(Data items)

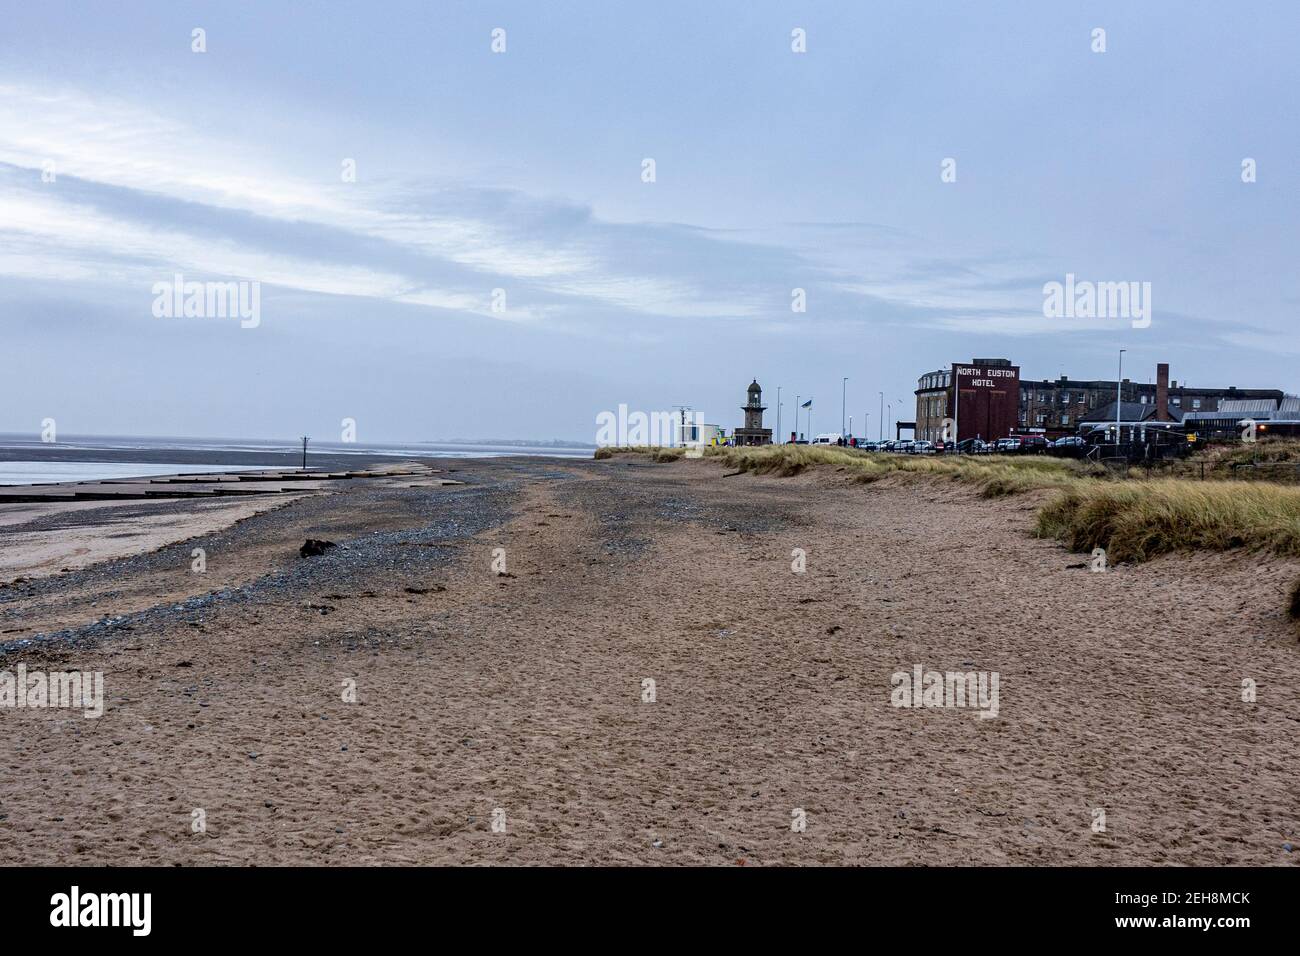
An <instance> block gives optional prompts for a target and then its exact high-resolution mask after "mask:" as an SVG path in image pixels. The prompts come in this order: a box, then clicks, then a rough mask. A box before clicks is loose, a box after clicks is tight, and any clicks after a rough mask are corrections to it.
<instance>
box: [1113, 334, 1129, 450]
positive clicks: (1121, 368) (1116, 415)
mask: <svg viewBox="0 0 1300 956" xmlns="http://www.w3.org/2000/svg"><path fill="white" fill-rule="evenodd" d="M1126 351H1128V350H1127V349H1121V350H1119V371H1118V372H1117V373H1115V455H1118V454H1119V423H1121V421H1122V420H1123V410H1125V395H1123V390H1122V389H1123V381H1125V352H1126Z"/></svg>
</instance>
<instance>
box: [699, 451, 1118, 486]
mask: <svg viewBox="0 0 1300 956" xmlns="http://www.w3.org/2000/svg"><path fill="white" fill-rule="evenodd" d="M705 454H706V455H707V457H710V458H714V459H720V460H722V462H723V464H725V466H728V467H731V468H736V470H740V471H751V472H754V473H758V475H777V476H788V475H798V473H800V472H802V471H806V470H807V468H814V467H833V468H837V470H844V471H845V472H849V473H850V475H852V476H853V477H855V479H857V480H858V481H878V480H879V479H883V477H885V476H887V475H892V473H898V472H907V473H914V475H930V476H933V477H940V479H950V480H953V481H963V483H967V484H971V485H974V486H975V488H978V489H979V493H980V494H982V496H984V497H987V498H993V497H998V496H1004V494H1018V493H1021V492H1030V490H1036V489H1043V488H1049V489H1050V488H1070V486H1073V485H1075V484H1076V483H1079V481H1080V480H1083V479H1086V477H1088V476H1091V475H1096V473H1105V471H1104V470H1102V468H1100V467H1096V466H1089V464H1083V463H1080V462H1076V460H1071V459H1065V458H1047V457H1040V455H1024V457H1013V455H978V457H971V455H894V454H876V453H870V451H858V450H857V449H844V447H819V446H811V445H761V446H758V447H715V449H707V450H706V451H705Z"/></svg>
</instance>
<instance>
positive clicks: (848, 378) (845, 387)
mask: <svg viewBox="0 0 1300 956" xmlns="http://www.w3.org/2000/svg"><path fill="white" fill-rule="evenodd" d="M848 390H849V376H845V377H844V378H842V380H841V381H840V437H841V438H842V437H844V408H845V403H844V399H845V395H848V394H849V392H848Z"/></svg>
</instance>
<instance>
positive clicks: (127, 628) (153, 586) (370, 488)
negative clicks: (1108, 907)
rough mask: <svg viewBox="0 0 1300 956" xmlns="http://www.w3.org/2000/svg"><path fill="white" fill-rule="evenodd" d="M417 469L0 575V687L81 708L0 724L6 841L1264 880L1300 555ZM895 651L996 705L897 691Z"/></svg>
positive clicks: (810, 487)
mask: <svg viewBox="0 0 1300 956" xmlns="http://www.w3.org/2000/svg"><path fill="white" fill-rule="evenodd" d="M443 466H445V467H450V468H455V470H456V471H458V473H454V475H451V477H458V479H463V480H465V481H467V484H465V485H463V486H450V488H430V486H411V488H398V486H393V485H381V484H378V483H364V481H363V483H347V486H346V488H342V489H341V490H338V492H337V493H331V494H321V496H309V497H305V498H302V499H298V501H294V502H291V503H289V505H286V506H285V507H278V509H276V510H273V511H268V512H264V514H259V515H253V516H248V518H247V519H246V520H240V522H239V523H237V524H231V525H229V527H226V528H222V529H220V531H213V532H208V533H201V535H199V536H196V537H192V538H188V540H183V541H174V542H169V544H166V545H165V546H164V548H161V549H159V550H151V551H148V553H140V554H134V555H131V557H122V558H118V559H114V561H109V562H103V563H96V564H94V566H91V567H86V568H82V570H77V571H72V572H68V574H61V575H56V576H53V578H47V579H40V580H32V581H25V583H22V584H18V585H10V587H5V588H0V631H3V632H4V633H0V641H9V644H8V645H5V646H6V648H8V650H6V653H4V654H0V670H5V669H8V670H10V671H12V670H13V669H14V667H16V666H17V663H18V662H19V661H21V662H25V663H26V666H27V667H29V670H35V669H38V667H43V669H49V670H53V669H62V670H73V669H75V670H85V671H95V670H100V671H103V672H104V682H105V695H107V702H105V713H104V715H103V717H101V718H99V719H86V718H83V717H82V715H81V713H79V711H66V710H65V711H60V710H31V709H0V722H3V728H4V734H3V735H0V769H3V773H0V862H4V864H17V862H26V864H38V862H43V864H52V862H85V864H135V862H140V864H159V865H177V864H181V865H208V864H260V865H266V864H493V862H495V864H601V862H604V864H712V865H735V864H737V862H744V864H746V865H772V864H928V865H962V864H1004V862H1014V864H1053V865H1063V864H1102V865H1109V864H1114V865H1119V864H1195V865H1209V864H1281V865H1294V864H1295V860H1296V855H1295V853H1288V852H1287V851H1286V849H1284V848H1283V844H1284V843H1290V844H1292V845H1294V844H1296V842H1297V840H1296V838H1297V836H1300V790H1297V787H1296V784H1295V779H1296V762H1297V756H1300V744H1297V743H1296V739H1297V721H1300V650H1297V646H1296V632H1295V630H1294V627H1292V626H1291V624H1290V623H1288V622H1287V620H1286V619H1284V615H1283V606H1284V598H1283V596H1284V592H1286V589H1287V588H1288V587H1290V584H1291V583H1292V581H1294V580H1295V579H1296V578H1297V576H1300V563H1297V562H1294V561H1291V562H1284V561H1279V559H1273V558H1265V557H1260V555H1245V554H1227V555H1208V554H1206V555H1195V557H1169V558H1162V559H1160V561H1154V562H1152V563H1149V564H1144V566H1140V567H1119V568H1115V570H1113V571H1110V572H1108V574H1089V572H1088V571H1087V570H1083V568H1080V567H1071V566H1078V564H1080V563H1082V562H1083V557H1082V555H1076V554H1070V553H1067V551H1066V550H1063V549H1062V548H1060V546H1058V545H1056V544H1053V542H1049V541H1040V540H1036V538H1032V537H1031V536H1030V533H1028V528H1030V527H1031V523H1032V510H1034V506H1035V505H1036V503H1037V502H1039V501H1040V499H1039V498H1030V497H1024V498H1013V499H1004V501H983V499H979V498H975V497H974V496H972V494H971V493H970V492H969V490H966V489H963V488H961V486H958V485H954V484H950V483H943V484H939V483H932V481H918V480H909V479H906V477H898V479H889V480H887V481H881V483H878V484H874V485H858V484H850V483H846V481H844V480H842V479H841V477H840V476H837V475H835V473H833V472H832V473H828V475H806V476H801V477H796V479H770V477H755V476H749V475H741V476H735V477H723V475H724V471H723V470H722V468H720V467H718V466H716V464H714V463H711V462H698V460H697V462H690V460H684V462H677V463H673V464H650V463H647V462H645V460H641V459H630V458H628V459H623V458H616V459H611V460H608V462H559V460H542V459H532V460H525V459H497V460H477V462H465V460H458V462H450V463H448V462H445V463H443ZM175 507H192V505H183V503H177V505H175ZM22 532H23V525H22V524H21V523H17V524H4V523H0V548H8V545H9V542H10V541H12V540H13V538H10V537H8V536H12V535H21V533H22ZM304 537H326V538H330V540H334V541H338V542H339V545H341V546H339V548H338V549H334V550H331V551H329V553H326V554H325V555H324V557H320V558H308V559H303V558H299V557H298V551H296V549H298V545H300V544H302V541H303V538H304ZM195 546H204V548H205V549H207V553H208V571H207V572H205V574H203V575H196V574H194V572H192V571H190V558H188V554H190V550H191V548H195ZM498 548H499V549H504V561H506V571H507V574H506V575H500V574H498V572H497V570H494V567H493V562H494V549H498ZM793 549H802V550H803V551H805V553H806V570H805V571H803V572H802V574H796V572H793V571H792V551H793ZM499 557H500V553H499V551H498V553H495V558H497V559H499ZM498 570H499V564H498ZM19 641H26V643H19ZM914 665H922V666H923V669H926V670H939V671H948V670H959V671H996V672H997V674H998V675H1000V708H998V715H997V717H996V718H993V719H982V718H980V717H979V714H978V713H976V711H975V710H974V709H926V708H922V709H910V708H909V709H905V708H894V706H892V705H891V691H892V683H891V678H892V675H893V674H894V672H896V671H904V672H910V671H911V669H913V667H914ZM1247 678H1249V679H1252V680H1253V682H1256V685H1257V700H1256V702H1249V704H1248V702H1243V700H1242V682H1243V679H1247ZM647 679H650V680H653V682H654V701H653V702H649V701H645V700H643V698H642V697H643V693H645V688H646V687H647V685H646V684H645V683H643V682H645V680H647ZM352 685H355V692H356V700H355V702H346V701H344V700H343V696H344V692H346V691H347V688H348V687H352ZM1099 809H1104V810H1105V831H1104V832H1095V829H1093V827H1095V821H1096V819H1097V817H1096V810H1099ZM195 810H203V814H201V816H203V819H204V822H205V830H204V831H203V832H195V827H194V821H195V814H194V812H195ZM495 810H500V812H502V813H499V814H494V812H495ZM798 810H802V812H803V814H802V819H805V821H806V829H805V830H803V831H797V830H796V829H792V821H796V819H798V818H800V814H798V813H797V812H798ZM494 822H495V825H497V830H494ZM500 830H503V831H500Z"/></svg>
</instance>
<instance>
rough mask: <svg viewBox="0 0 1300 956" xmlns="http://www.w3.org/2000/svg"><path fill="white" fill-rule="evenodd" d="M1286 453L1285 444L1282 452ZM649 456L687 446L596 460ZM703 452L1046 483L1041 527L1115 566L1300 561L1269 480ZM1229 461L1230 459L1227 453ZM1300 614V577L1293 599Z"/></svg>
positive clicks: (845, 468) (1293, 518) (911, 471)
mask: <svg viewBox="0 0 1300 956" xmlns="http://www.w3.org/2000/svg"><path fill="white" fill-rule="evenodd" d="M1278 450H1281V449H1278ZM615 454H646V455H650V457H651V458H654V460H659V462H672V460H676V459H677V458H680V457H681V454H682V450H681V449H660V447H636V449H599V450H598V451H597V453H595V457H597V458H611V457H614V455H615ZM705 455H706V457H707V458H710V459H712V460H715V462H719V463H722V464H724V466H725V467H728V468H732V470H736V471H750V472H754V473H758V475H777V476H788V475H798V473H800V472H803V471H807V470H810V468H829V470H836V471H844V472H846V473H849V475H852V476H853V477H854V479H857V480H858V481H876V480H879V479H883V477H885V476H888V475H894V473H907V475H922V476H930V477H936V479H949V480H953V481H961V483H965V484H969V485H971V486H974V488H975V489H978V490H979V493H980V494H982V496H983V497H987V498H992V497H998V496H1005V494H1017V493H1021V492H1030V490H1039V489H1057V490H1060V492H1061V493H1060V494H1058V496H1056V497H1054V498H1053V499H1052V501H1050V502H1048V503H1047V505H1045V506H1044V507H1043V509H1041V510H1040V511H1039V515H1037V522H1036V527H1035V532H1036V533H1037V535H1039V536H1040V537H1050V538H1056V540H1058V541H1062V542H1063V544H1066V545H1067V546H1069V548H1070V549H1071V550H1075V551H1091V550H1092V549H1093V548H1105V549H1106V557H1108V561H1110V562H1112V563H1117V562H1125V561H1147V559H1148V558H1153V557H1156V555H1160V554H1167V553H1171V551H1190V550H1216V551H1222V550H1229V549H1234V548H1247V549H1258V550H1269V551H1273V553H1277V554H1281V555H1284V557H1297V558H1300V488H1296V486H1295V485H1286V484H1275V483H1269V481H1258V480H1256V481H1229V480H1213V481H1199V480H1191V479H1169V477H1165V479H1145V477H1141V476H1140V473H1134V475H1132V476H1131V477H1128V479H1122V477H1115V476H1113V475H1108V472H1106V471H1105V468H1102V467H1100V466H1095V464H1086V463H1083V462H1078V460H1073V459H1061V458H1045V457H1036V455H1034V457H1028V455H1027V457H1010V455H979V457H965V455H952V457H949V455H892V454H872V453H866V451H858V450H855V449H841V447H818V446H809V445H764V446H761V447H715V449H707V450H706V453H705ZM1225 457H1226V455H1225ZM1291 609H1292V614H1294V615H1296V618H1297V619H1300V583H1297V584H1296V591H1295V593H1294V594H1292V597H1291Z"/></svg>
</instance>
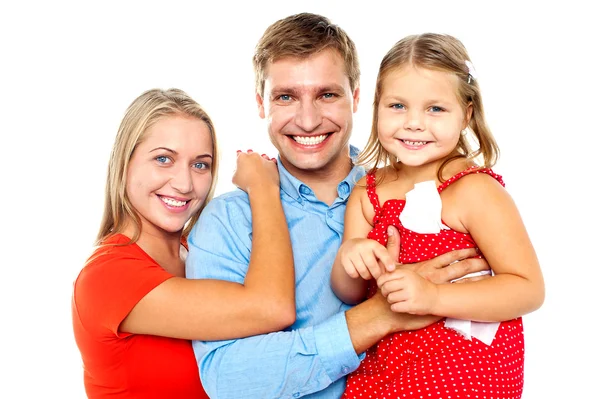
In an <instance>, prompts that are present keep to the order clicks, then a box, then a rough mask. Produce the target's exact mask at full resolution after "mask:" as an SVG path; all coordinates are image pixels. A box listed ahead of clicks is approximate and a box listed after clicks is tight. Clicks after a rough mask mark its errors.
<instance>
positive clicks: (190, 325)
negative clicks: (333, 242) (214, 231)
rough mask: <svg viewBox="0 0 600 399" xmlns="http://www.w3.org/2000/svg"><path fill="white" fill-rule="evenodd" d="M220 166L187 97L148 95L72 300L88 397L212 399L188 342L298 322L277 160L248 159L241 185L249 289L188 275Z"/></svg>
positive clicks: (255, 330)
mask: <svg viewBox="0 0 600 399" xmlns="http://www.w3.org/2000/svg"><path fill="white" fill-rule="evenodd" d="M217 159H218V152H217V142H216V136H215V129H214V126H213V123H212V121H211V119H210V118H209V116H208V115H207V114H206V112H204V110H203V109H202V108H201V107H200V105H198V103H196V102H195V101H194V100H193V99H191V98H190V97H189V96H188V95H187V94H186V93H184V92H183V91H181V90H177V89H170V90H149V91H147V92H145V93H143V94H142V95H140V96H139V97H138V98H136V99H135V100H134V101H133V102H132V104H131V105H130V107H129V108H128V110H127V112H126V114H125V117H124V118H123V121H122V123H121V126H120V128H119V132H118V134H117V137H116V140H115V144H114V147H113V150H112V156H111V159H110V163H109V168H108V178H107V184H106V203H105V209H104V217H103V220H102V224H101V227H100V232H99V234H98V248H97V249H96V250H95V251H94V253H93V254H92V256H91V257H90V258H89V259H88V262H87V263H86V265H85V267H84V268H83V270H82V271H81V273H80V274H79V276H78V277H77V279H76V281H75V284H74V290H73V300H72V314H73V329H74V333H75V340H76V342H77V346H78V347H79V350H80V352H81V357H82V360H83V365H84V384H85V390H86V393H87V396H88V398H90V399H99V398H123V399H125V398H147V399H151V398H156V399H159V398H160V399H162V398H178V399H184V398H190V399H192V398H194V399H198V398H208V396H207V395H206V394H205V392H204V390H203V388H202V385H201V383H200V376H199V372H198V366H197V364H196V359H195V357H194V353H193V350H192V345H191V342H190V341H189V340H191V339H207V340H215V339H231V338H239V337H245V336H249V335H255V334H262V333H267V332H271V331H277V330H281V329H283V328H285V327H287V326H289V325H291V324H292V323H293V322H294V318H295V313H296V309H295V295H294V267H293V266H294V265H293V258H292V250H291V243H290V240H289V234H288V229H287V224H286V221H285V216H284V214H283V208H282V206H281V202H280V200H279V177H278V172H277V167H276V165H275V163H274V162H272V161H271V160H266V159H263V158H261V157H260V156H258V155H256V154H240V155H239V156H238V168H237V171H236V174H235V176H234V178H233V182H234V183H235V184H237V185H238V186H239V187H240V188H242V189H244V190H247V191H248V195H249V197H250V203H251V205H252V217H253V221H254V222H253V228H254V230H253V231H254V241H253V242H254V243H257V244H256V245H254V244H253V247H252V259H251V262H250V266H249V270H248V274H247V275H246V279H245V281H244V284H236V283H232V282H226V281H218V280H188V279H186V278H185V276H184V272H185V257H186V255H187V247H186V241H185V238H186V233H187V232H188V231H189V230H190V229H191V224H192V223H194V222H195V221H196V220H198V216H199V215H200V212H201V211H202V209H203V208H204V206H205V205H206V203H207V201H209V200H210V198H211V197H212V194H213V191H214V188H215V183H216V172H217V166H218V162H217ZM267 237H270V238H269V239H267ZM205 267H211V265H210V264H206V265H205Z"/></svg>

▸ **WHAT THE EXERCISE ASKS**
Repeat exactly the lines above from the one with "negative clicks: (333, 242) (214, 231)" up to and including the one with "166L187 97L148 95L72". No other line belongs in the reply.

▸ **ANSWER**
negative clicks: (333, 242) (214, 231)
rough mask: <svg viewBox="0 0 600 399" xmlns="http://www.w3.org/2000/svg"><path fill="white" fill-rule="evenodd" d="M220 166L187 97L148 95L72 300L88 397L212 399L188 342L298 322L277 160L248 159L241 185L249 289L188 275Z"/></svg>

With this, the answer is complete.